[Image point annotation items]
· · · ·
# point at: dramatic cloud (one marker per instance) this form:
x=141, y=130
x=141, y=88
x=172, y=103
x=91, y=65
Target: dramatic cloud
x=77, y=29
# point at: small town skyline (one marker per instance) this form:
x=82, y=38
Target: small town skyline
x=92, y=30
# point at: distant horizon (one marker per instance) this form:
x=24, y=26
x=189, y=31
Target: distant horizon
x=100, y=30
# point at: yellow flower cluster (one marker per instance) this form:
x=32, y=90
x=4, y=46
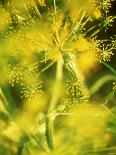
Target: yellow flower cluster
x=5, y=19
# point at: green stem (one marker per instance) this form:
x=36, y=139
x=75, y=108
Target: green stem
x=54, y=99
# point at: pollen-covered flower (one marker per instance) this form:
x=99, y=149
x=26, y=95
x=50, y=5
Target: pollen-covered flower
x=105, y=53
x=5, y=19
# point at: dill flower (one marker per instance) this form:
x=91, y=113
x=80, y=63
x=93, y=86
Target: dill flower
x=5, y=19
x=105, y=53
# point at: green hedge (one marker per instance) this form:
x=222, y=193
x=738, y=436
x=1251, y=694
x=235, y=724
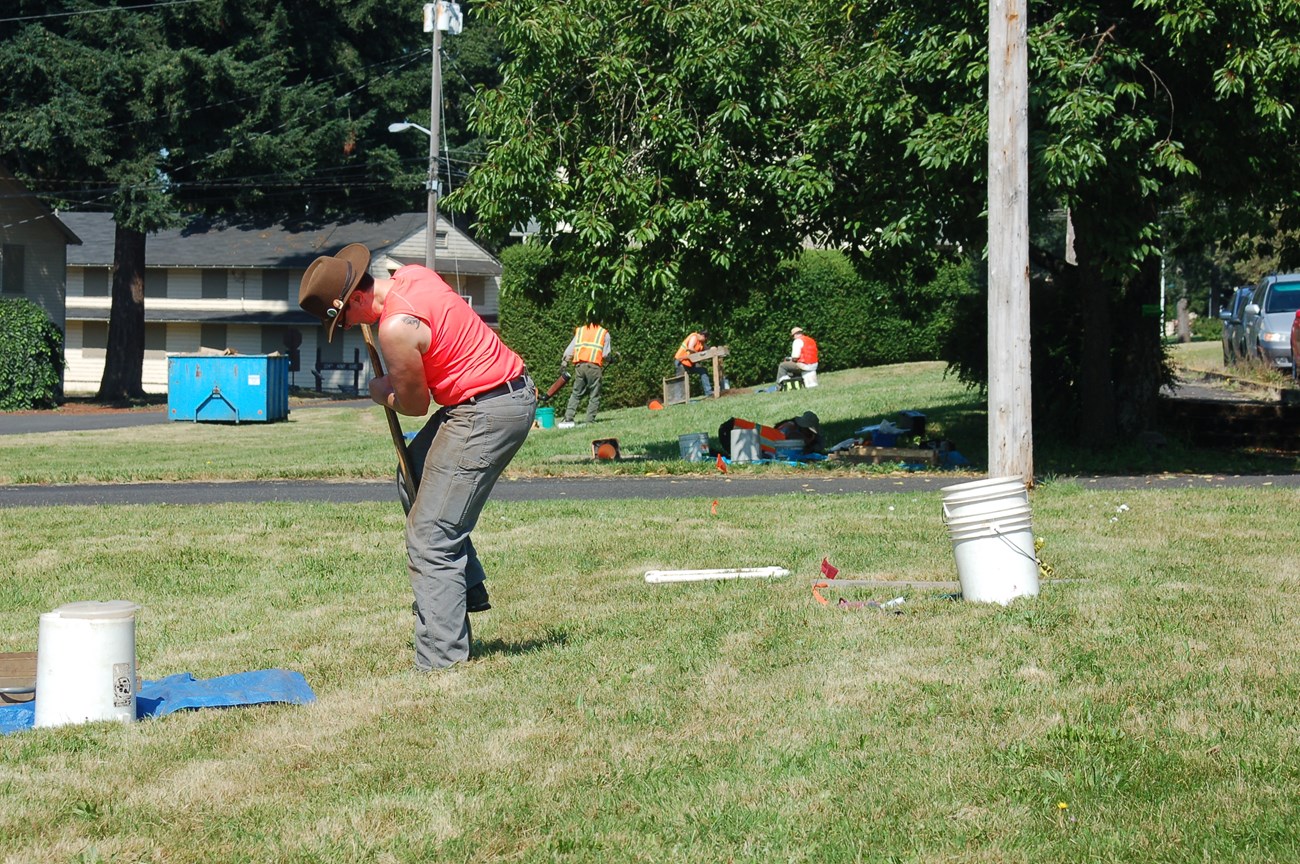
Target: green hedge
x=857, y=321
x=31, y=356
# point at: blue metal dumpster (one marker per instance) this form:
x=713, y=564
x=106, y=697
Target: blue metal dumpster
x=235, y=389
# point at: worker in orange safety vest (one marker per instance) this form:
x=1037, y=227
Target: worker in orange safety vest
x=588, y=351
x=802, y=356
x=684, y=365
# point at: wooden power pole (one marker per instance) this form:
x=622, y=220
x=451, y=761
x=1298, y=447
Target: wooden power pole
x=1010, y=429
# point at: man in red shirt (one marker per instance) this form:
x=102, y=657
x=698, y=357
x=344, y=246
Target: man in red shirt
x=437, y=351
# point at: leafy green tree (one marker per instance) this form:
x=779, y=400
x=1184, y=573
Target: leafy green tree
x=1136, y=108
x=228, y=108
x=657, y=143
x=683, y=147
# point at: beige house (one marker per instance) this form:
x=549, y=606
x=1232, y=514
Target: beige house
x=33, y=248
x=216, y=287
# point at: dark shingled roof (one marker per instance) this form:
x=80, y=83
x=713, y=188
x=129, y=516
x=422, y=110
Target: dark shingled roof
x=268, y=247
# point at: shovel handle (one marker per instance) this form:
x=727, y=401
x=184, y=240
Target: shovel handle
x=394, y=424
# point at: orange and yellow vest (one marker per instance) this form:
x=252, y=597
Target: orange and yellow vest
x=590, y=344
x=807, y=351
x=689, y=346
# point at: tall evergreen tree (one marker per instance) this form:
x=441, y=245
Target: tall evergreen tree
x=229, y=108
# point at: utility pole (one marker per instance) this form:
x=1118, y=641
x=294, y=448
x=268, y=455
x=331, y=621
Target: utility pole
· · · ·
Could you give every line of the items above as a JSON list of strings, one string per line, with blank lines omitted? Leave the pictures out.

Output below |
[
  "# point at: dramatic cloud (one marker per instance) this form:",
  "x=141, y=130",
  "x=141, y=88",
  "x=172, y=103",
  "x=91, y=65",
  "Target: dramatic cloud",
  "x=77, y=29",
  "# point at: small town skyline (one marker per instance) this form:",
  "x=82, y=38",
  "Target: small town skyline",
  "x=92, y=30",
  "# point at: distant horizon (one marker per instance) this form:",
  "x=24, y=26",
  "x=189, y=31",
  "Target: distant horizon",
  "x=100, y=30",
  "# point at: yellow flower cluster (one marker per instance) this form:",
  "x=32, y=90",
  "x=4, y=46",
  "Target: yellow flower cluster",
  "x=5, y=19",
  "# point at: green stem (one marker per instance) this form:",
  "x=36, y=139",
  "x=75, y=108",
  "Target: green stem",
  "x=54, y=99",
  "# point at: pollen-covered flower (one marker per instance) this form:",
  "x=99, y=149",
  "x=26, y=95",
  "x=50, y=5",
  "Target: pollen-covered flower",
  "x=105, y=53",
  "x=5, y=19",
  "# point at: dill flower (one marker per instance) this form:",
  "x=91, y=113",
  "x=80, y=63",
  "x=93, y=86",
  "Target: dill flower",
  "x=5, y=19",
  "x=105, y=53",
  "# point at: green hedge (one marker per instance) this form:",
  "x=222, y=193",
  "x=738, y=436",
  "x=1251, y=694",
  "x=235, y=724",
  "Target: green hedge",
  "x=857, y=321",
  "x=31, y=356",
  "# point at: blue metal dumpster (one marker per instance) this form:",
  "x=713, y=564",
  "x=106, y=697",
  "Target: blue metal dumpster",
  "x=235, y=389",
  "# point at: worker in orange safety vest (one marker per instance) this form:",
  "x=1037, y=227",
  "Target: worker in orange safety vest",
  "x=588, y=351",
  "x=802, y=356",
  "x=684, y=365",
  "# point at: wooden power pole (one marker per instance) this form:",
  "x=622, y=220",
  "x=451, y=761",
  "x=1298, y=447",
  "Target: wooden power pole",
  "x=1010, y=429",
  "# point at: man in red shirt (one marker per instance) this form:",
  "x=102, y=657",
  "x=698, y=357",
  "x=344, y=246",
  "Target: man in red shirt",
  "x=437, y=351",
  "# point at: leafy green tree (one marker per instance) this form:",
  "x=779, y=400",
  "x=1184, y=573",
  "Target: leafy green tree",
  "x=1136, y=108",
  "x=228, y=108",
  "x=657, y=143",
  "x=683, y=147",
  "# point at: beige house (one marker per instance) this form:",
  "x=549, y=606",
  "x=1232, y=514",
  "Target: beige house",
  "x=33, y=248",
  "x=216, y=287",
  "# point at: dark shingled roof (one marker per instance) this form:",
  "x=80, y=83",
  "x=713, y=188",
  "x=129, y=516",
  "x=422, y=110",
  "Target: dark shingled roof",
  "x=268, y=247",
  "# point at: shovel handle (one marker per instance) this form:",
  "x=727, y=401",
  "x=184, y=240",
  "Target: shovel handle",
  "x=394, y=424",
  "# point at: orange and yellow vest (one marker per instance) this form:",
  "x=252, y=597",
  "Target: orange and yellow vest",
  "x=590, y=344",
  "x=807, y=351",
  "x=689, y=346",
  "# point at: tall evergreen tree (one marker per instance) this form:",
  "x=441, y=245",
  "Target: tall evergreen tree",
  "x=229, y=108",
  "# point at: utility pole (one marker per instance) this form:",
  "x=1118, y=641",
  "x=294, y=448",
  "x=268, y=455",
  "x=331, y=621",
  "Target: utility pole"
]